**Exercise aim:** Each line of the data has to be retyped exactly as it is.
<<<<
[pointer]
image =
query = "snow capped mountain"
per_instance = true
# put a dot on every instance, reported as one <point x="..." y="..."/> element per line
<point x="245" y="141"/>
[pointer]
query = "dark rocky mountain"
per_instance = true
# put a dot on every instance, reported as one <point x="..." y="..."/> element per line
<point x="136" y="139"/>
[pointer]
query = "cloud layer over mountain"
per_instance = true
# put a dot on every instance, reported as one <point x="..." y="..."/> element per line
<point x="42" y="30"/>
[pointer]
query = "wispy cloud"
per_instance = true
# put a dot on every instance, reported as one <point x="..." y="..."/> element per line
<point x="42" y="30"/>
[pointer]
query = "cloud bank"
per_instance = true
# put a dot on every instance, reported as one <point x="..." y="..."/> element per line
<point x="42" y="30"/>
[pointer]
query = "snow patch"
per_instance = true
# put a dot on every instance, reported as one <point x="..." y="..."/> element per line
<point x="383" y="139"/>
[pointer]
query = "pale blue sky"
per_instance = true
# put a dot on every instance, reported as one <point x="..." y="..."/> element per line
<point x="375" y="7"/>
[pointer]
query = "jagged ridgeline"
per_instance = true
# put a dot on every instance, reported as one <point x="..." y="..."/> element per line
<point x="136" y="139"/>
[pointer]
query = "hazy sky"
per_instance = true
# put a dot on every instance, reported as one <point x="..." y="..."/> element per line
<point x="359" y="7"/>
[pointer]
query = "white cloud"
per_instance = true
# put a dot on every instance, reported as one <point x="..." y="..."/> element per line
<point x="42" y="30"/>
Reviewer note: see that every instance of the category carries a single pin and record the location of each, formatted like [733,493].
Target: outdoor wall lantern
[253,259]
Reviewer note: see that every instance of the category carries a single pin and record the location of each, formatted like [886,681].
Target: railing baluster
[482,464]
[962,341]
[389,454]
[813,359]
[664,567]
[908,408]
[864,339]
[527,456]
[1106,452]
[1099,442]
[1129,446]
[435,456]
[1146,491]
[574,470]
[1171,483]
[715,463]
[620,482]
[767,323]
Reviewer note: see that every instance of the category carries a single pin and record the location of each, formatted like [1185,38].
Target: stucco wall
>>>>
**Response:**
[pointer]
image =
query = "snow capped mountain"
per_instance = true
# put a dot on every instance, reported as one <point x="..." y="..."/> element per line
<point x="245" y="141"/>
[pointer]
query = "dark rocky mountain"
per_instance = true
# put a dot on every instance, reported as one <point x="..." y="..."/> element per line
<point x="136" y="139"/>
[pointer]
query = "cloud layer over mountain"
per_instance = true
# put a dot on every instance, reported as one <point x="..." y="..."/> element per line
<point x="42" y="30"/>
[pointer]
query = "wispy cloud"
per_instance = true
# put a dot on every instance, reported as one <point x="..." y="..."/> element per line
<point x="42" y="30"/>
[pointer]
query = "cloud bank"
per_instance = true
# put a dot on every instance, reported as one <point x="..." y="..."/> element per line
<point x="42" y="30"/>
[pointer]
query = "snow patch"
per_instance = true
# put a dot on every instance, reported as one <point x="..." y="..."/> element per line
<point x="383" y="139"/>
[pointer]
query = "pale blue sky"
per_instance = true
# put a dot on every instance, reported as one <point x="..." y="..."/> element per line
<point x="375" y="7"/>
[pointer]
query = "jagged ridgeline"
per_instance = true
# put a dot on every instance, reported as one <point x="..." y="..."/> element per line
<point x="136" y="139"/>
[pointer]
query = "hazy sky"
per_instance = true
# put a dot on every instance, reported as one <point x="..." y="..."/> element per line
<point x="359" y="7"/>
[pointer]
query = "white cloud"
per_instance = true
# put a dot on every instance, reported as one <point x="..." y="..."/> element per line
<point x="42" y="30"/>
Reviewer note: see that every instance of the category carries a single pin and record the location of each, formatted like [733,493].
Target: outdoor wall lantern
[253,259]
Reviewer note: see that every instance of the category carries a single pin and record the location of each, formatted like [886,681].
Target: railing baluster
[482,464]
[962,341]
[389,454]
[813,359]
[664,567]
[908,408]
[864,339]
[527,456]
[1106,452]
[1099,442]
[1129,446]
[435,456]
[1146,491]
[574,470]
[1171,483]
[715,463]
[620,482]
[767,323]
Reviewer note: see that every instance of the category carries a single pin and record the location of each, formatted like [1185,38].
Target: stucco wall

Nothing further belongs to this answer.